§ WHAT YOU SHOULD DO: Print out the material that follows word for word.

[Excerpts of pointing data]
■ ■ ■ ■ ■

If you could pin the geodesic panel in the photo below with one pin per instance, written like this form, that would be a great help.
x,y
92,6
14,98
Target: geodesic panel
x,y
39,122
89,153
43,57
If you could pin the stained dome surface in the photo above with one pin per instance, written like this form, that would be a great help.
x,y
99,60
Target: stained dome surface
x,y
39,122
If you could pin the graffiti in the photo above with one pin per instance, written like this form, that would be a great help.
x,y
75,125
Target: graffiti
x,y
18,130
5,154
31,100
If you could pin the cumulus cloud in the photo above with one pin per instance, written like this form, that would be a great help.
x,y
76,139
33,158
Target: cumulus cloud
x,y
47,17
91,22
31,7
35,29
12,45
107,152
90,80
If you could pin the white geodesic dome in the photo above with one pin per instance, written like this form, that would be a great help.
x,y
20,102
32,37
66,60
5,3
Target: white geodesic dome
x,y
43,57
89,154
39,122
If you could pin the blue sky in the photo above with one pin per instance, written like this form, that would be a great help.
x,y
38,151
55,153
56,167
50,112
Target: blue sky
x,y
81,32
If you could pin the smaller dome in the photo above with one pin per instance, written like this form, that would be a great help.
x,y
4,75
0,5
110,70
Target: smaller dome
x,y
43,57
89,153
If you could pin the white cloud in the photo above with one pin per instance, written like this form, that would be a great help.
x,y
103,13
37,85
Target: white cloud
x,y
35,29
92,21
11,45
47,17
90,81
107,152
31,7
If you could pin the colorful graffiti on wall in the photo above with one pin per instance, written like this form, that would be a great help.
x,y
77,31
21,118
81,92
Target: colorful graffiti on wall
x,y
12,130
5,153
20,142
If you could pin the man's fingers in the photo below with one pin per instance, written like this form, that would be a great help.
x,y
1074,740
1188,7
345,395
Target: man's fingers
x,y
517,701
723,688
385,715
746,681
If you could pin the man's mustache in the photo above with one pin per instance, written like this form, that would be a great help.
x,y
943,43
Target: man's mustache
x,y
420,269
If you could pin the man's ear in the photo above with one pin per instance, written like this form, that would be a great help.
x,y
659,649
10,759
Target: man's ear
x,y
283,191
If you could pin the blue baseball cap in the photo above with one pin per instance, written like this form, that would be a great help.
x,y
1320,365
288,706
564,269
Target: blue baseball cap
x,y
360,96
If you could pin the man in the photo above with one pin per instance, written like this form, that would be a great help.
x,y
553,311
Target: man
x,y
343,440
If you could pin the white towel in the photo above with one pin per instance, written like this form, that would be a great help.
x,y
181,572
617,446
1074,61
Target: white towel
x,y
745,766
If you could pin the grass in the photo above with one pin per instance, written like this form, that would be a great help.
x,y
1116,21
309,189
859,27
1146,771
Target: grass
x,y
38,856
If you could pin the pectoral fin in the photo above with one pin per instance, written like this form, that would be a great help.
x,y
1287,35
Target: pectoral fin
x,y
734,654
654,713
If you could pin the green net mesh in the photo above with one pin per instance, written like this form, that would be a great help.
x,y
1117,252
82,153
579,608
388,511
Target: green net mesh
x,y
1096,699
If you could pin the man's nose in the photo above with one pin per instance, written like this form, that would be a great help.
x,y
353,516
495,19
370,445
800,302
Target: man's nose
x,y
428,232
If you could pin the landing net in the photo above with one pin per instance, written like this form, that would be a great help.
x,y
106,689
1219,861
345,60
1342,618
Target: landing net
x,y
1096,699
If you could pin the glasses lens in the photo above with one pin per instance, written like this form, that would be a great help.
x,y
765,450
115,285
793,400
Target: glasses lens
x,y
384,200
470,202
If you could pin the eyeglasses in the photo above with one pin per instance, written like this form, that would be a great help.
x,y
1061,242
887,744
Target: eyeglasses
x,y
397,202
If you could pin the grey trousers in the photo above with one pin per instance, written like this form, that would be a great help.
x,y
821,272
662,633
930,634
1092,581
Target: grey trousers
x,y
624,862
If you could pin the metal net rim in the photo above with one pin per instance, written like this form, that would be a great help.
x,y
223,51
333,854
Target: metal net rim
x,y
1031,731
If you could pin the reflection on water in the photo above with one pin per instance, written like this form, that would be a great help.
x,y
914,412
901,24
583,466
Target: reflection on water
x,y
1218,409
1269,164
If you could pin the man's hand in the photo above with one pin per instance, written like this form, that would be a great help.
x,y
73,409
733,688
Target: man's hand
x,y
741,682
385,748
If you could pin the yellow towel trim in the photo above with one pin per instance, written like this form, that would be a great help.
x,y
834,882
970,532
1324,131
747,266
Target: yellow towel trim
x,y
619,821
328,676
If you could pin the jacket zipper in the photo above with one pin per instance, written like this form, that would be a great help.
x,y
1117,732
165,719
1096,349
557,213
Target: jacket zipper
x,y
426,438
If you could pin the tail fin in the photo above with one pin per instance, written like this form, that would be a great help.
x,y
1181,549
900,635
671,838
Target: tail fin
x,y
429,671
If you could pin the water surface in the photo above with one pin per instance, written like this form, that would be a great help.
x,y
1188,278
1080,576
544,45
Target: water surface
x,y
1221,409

■ ■ ■ ■ ■

§ COMPLETE ANSWER:
If you could pin the geodesic panel in the photo below with one pin per instance, written like this form, that would be a great help.
x,y
92,6
14,98
Target: geodesic panel
x,y
39,122
89,153
43,57
If you could pin the stained dome surface in the photo above with one pin per instance, written like this form, that would be a great help.
x,y
99,60
Target: stained dome surface
x,y
39,122
If you could pin the graffiti in the photo above with one pin per instance, written like this form, that would be a great help.
x,y
75,125
Target: graffiti
x,y
18,130
5,154
31,100
If you could pin the cumulus cloud in the photo above with one pin per instance, written like this form, that would be a great help.
x,y
76,139
33,158
Target: cumulus cloud
x,y
47,17
91,22
31,7
35,29
12,45
107,152
90,80
If you could pin the white geodesic dome in the photo above with one pin per instance, written like this form, that would be a great help.
x,y
20,102
32,37
66,60
5,3
Target: white geodesic dome
x,y
43,57
89,154
39,122
If you could pin the blue sky in the photo above with one pin per instance, written like this form, that would be a great help.
x,y
38,151
55,153
56,167
50,112
Target: blue sky
x,y
81,32
If you could pin the smaller dome in the photo above with one pin per instance, written like this form, that would be a great help.
x,y
4,75
0,5
110,70
Target: smaller dome
x,y
43,57
89,153
If you could pin the white cloud in the photo above with one pin per instance, written like this form, that would be a great help.
x,y
103,13
37,85
Target: white cloud
x,y
35,29
92,21
11,45
47,17
90,81
107,152
31,7
If you could pin the colorful graffiti on wall in the photo above with one pin per instance, written like this form, that would be a great help.
x,y
77,31
21,118
81,92
Target: colorful graffiti on wall
x,y
12,130
5,153
20,142
If you could pin the man's fingers in the photo below with one pin per instance, written like this form, that would be a great help.
x,y
1074,740
1188,7
345,395
Target: man's fingers
x,y
517,701
723,688
385,715
746,681
If you could pin the man's mustache in the photo above with one pin per instance, written like this form, that would be a great help.
x,y
943,43
Target: man's mustache
x,y
420,269
If you could pin the man's ear in the photo above with one pin per instance, written like this form, that would be a great help.
x,y
659,649
10,759
Target: man's ear
x,y
283,191
If you could pin the blue baseball cap in the photo above with one pin per instance, written like this form, that would be a great help.
x,y
1320,365
288,706
564,269
Target: blue baseball cap
x,y
360,96
If you could pin the man in the photo above with one pin per instance, written like this form, that would be a great help.
x,y
553,311
Target: man
x,y
343,440
If you could pin the white towel in the photo above with one pin per instance, written like this form, that would be a great help.
x,y
181,572
617,446
1074,61
Target: white towel
x,y
745,766
If you could pin the grass in the photo above with one pin per instance, written like this form, that would be a great help.
x,y
1116,21
309,189
859,27
1146,771
Target: grass
x,y
38,856
If you could pin the pectoral fin in the photo above with one pin per instance, written like this form, that would be a great help.
x,y
1287,35
Target: pectoral fin
x,y
734,654
654,713
If you could pin the green net mesh in the photo above with one pin per instance, written like this form, that would be a great help.
x,y
1117,252
82,153
579,608
388,511
Target: green net mesh
x,y
1096,699
If you could pin the man's nose in the photo above with one pin per instance, written like this form, that would be a great help.
x,y
353,516
495,19
370,445
800,302
Target: man's nose
x,y
428,232
If you could pin the landing net in the photo above with one pin per instance, written like this form, that would be a great help.
x,y
106,689
1219,861
345,60
1342,618
Target: landing net
x,y
1096,699
If you could pin the glasses lens in the photo above with one pin per instance, written like this form, that would be a great help.
x,y
765,450
115,285
793,400
Target: glasses lens
x,y
384,200
470,202
If you could pin the eyeglasses in the photo above with one pin per instance, written like this form, that would be a great help.
x,y
1061,242
887,744
Target: eyeglasses
x,y
397,202
If you could pin the grey trousers in the photo above with one pin per instance, written like this form, that would be a great help.
x,y
821,272
662,633
930,634
1092,581
Target: grey trousers
x,y
624,862
If you could pin the metal net rim in the photo above with one pin per instance, written like this form, that would be a great help.
x,y
223,51
333,854
Target: metal net rim
x,y
1031,731
If you could pin the reflection on water in the photo above with one pin per instance, written like this form, that would be a great help.
x,y
914,412
901,24
583,466
Target: reflection on water
x,y
1218,409
1269,164
If you could pin the man's hand in the photo above with one pin per instance, written like this form, that would be a great help.
x,y
73,409
733,688
Target: man's hand
x,y
741,682
385,748
If you could pin the yellow towel trim in the photo above with one pin per instance, written like this form, that would be a great help.
x,y
834,882
970,532
1324,131
747,266
Target: yellow towel trim
x,y
619,821
328,676
If you could pin the jacket zipper in the photo above with one pin per instance, written like this form, that would be a great help.
x,y
1117,732
165,719
1096,349
557,213
Target: jacket zipper
x,y
426,438
If you could pin the tail fin in the photo above with one pin per instance, written like this form, that would be a great help.
x,y
1181,549
900,635
671,838
Target: tail fin
x,y
429,671
If you could pin the water surface in the photo above with one pin per instance, written like this form, that would be a great help.
x,y
1188,278
1080,576
544,45
Target: water surface
x,y
1221,409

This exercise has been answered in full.